#### Source text:
....................

[Cite as State v. Martin, 2011-Ohio-5634.]
STATE OF OHIO ) IN THE COURT OF APPEALS
)ss: NINTH JUDICIAL DISTRICT
COUNTY OF SUMMIT )
STATE OF OHIO C.A. No. 25615
Appellee
v. APPEAL FROM JUDGMENT
ENTERED IN THE
ANTOINE RASHWAN MARTIN COURT OF COMMON PLEAS
COUNTY OF SUMMIT, OHIO
Appellant CASE No. CR 97 04 0793 (B)
DECISION AND JOURNAL ENTRY
Dated: November 2, 2011
MOORE, Judge.
{¶1} Appellant, Antoine Martin, appeals from his conviction in the Summit County
Court of Common Pleas. This Court affirms in part, vacates in part, and remands for
proceedings consistent with this opinion.
I.

....................

#### Material provided:
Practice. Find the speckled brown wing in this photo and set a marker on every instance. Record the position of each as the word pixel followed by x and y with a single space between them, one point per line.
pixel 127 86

....................

#### Objectives:
1. Copy the court decision word for word, starting at "STATE OF OHIO C.A." and ending at "MOORE, Judge.".
2. Using the court decision, mark each statement yes or no and quote the words that decide it: (a) The conviction came from the Summit County Court of Common Pleas. (b) The decision is dated November 2, 2011. (c) The Court affirms the conviction in full.
3. List every action the court decision says this Court takes in its ruling.

#### Answers per task:
1.
STATE OF OHIO C.A. No. 25615
Appellee
v. APPEAL FROM JUDGMENT
ENTERED IN THE
ANTOINE RASHWAN MARTIN COURT OF COMMON PLEAS
COUNTY OF SUMMIT, OHIO
Appellant CASE No. CR 97 04 0793 (B)
DECISION AND JOURNAL ENTRY
Dated: November 2, 2011
MOORE, Judge.

2.
(a) Yes: "appeals from his conviction in the Summit County Court of Common Pleas"
(b) Yes: "Dated: November 2, 2011"
(c) No: "This Court affirms in part, vacates in part, and remands for proceedings consistent with this opinion"

3.
- Affirms in part
- Vacates in part
- Remands for proceedings consistent with this opinion